- EXERCISE GOAL -
Exactly reproduce each entry, leaving out nothing.

- EXERCISE INPUT -

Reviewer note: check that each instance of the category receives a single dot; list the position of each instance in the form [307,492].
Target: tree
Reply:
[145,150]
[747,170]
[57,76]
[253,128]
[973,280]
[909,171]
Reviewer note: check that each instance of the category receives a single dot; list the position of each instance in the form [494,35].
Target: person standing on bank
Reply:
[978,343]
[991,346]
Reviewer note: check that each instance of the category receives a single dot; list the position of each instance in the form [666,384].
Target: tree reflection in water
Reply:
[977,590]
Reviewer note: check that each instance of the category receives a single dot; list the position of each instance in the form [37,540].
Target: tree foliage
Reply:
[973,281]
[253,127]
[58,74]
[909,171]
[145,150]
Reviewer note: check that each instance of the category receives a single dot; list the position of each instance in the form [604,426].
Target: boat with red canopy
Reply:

- SOLUTION FOR THIS TASK -
Reviewer note: check that each instance of the category receives a single dot; list the position of each instance in the form [307,492].
Target: tree
Reply:
[145,150]
[747,170]
[57,76]
[253,128]
[973,280]
[909,171]
Reviewer note: check that each instance of the category receives a single dot; list the position of each instance in the form [494,35].
Target: person standing on bank
Reply:
[978,343]
[991,346]
Reviewer note: check that each instance of the category receives a single dot; list the position of each instance in the form [666,384].
Target: tree reflection in water
Reply:
[977,590]
Reviewer note: check that each instance of the category receives a single dot; list the position of each instance in the form [37,540].
Target: tree foliage
Reply:
[973,281]
[253,127]
[58,74]
[909,171]
[145,150]
Reviewer note: check that each instance of the category receives a single dot; list the position of each instance in the form [604,426].
Target: boat with red canopy
Reply:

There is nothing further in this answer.